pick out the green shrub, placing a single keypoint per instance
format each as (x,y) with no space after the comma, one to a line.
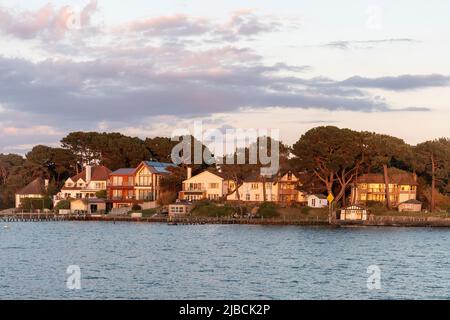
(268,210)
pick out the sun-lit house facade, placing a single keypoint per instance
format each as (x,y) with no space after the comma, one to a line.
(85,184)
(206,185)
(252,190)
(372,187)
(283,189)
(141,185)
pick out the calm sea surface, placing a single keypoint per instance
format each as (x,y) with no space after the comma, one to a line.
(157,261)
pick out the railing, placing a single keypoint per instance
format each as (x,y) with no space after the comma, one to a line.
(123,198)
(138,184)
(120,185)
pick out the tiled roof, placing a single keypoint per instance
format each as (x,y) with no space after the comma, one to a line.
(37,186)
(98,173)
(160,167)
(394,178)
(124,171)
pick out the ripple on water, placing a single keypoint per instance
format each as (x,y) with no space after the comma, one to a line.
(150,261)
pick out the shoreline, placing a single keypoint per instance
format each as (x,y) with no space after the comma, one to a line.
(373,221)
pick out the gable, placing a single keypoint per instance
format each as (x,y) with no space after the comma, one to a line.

········

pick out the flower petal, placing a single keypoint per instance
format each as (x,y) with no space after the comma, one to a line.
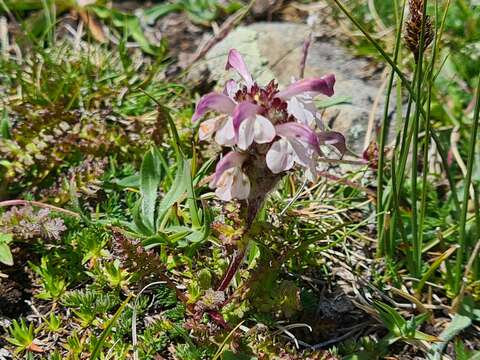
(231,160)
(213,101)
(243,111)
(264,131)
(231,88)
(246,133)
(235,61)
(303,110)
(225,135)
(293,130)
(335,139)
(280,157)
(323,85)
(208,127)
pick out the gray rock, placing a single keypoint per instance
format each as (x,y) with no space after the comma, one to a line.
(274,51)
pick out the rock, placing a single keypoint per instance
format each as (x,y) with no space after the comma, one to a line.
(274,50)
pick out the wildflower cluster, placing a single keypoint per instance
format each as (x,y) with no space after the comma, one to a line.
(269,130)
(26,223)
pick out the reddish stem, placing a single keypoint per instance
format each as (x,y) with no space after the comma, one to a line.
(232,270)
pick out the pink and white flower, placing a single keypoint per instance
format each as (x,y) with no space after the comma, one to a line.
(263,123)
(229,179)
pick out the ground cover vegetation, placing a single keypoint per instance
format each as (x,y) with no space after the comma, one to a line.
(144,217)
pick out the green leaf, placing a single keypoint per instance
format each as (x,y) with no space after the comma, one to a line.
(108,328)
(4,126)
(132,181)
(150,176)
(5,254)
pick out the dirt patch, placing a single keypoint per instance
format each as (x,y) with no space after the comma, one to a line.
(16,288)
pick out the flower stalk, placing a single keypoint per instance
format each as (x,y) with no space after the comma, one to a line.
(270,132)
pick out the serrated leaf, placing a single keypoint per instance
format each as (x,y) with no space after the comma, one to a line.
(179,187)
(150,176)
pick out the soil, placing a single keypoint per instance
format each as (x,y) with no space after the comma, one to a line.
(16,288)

········

TASK TO COMPLETE.
Gather every line in the material above that contains the word "rock" and copy each one unchanged.

RESPONSE FOR THIS EXERCISE.
pick out the gray rock, placing a single keypoint per instance
pick out the rock, placing a single keypoint per instance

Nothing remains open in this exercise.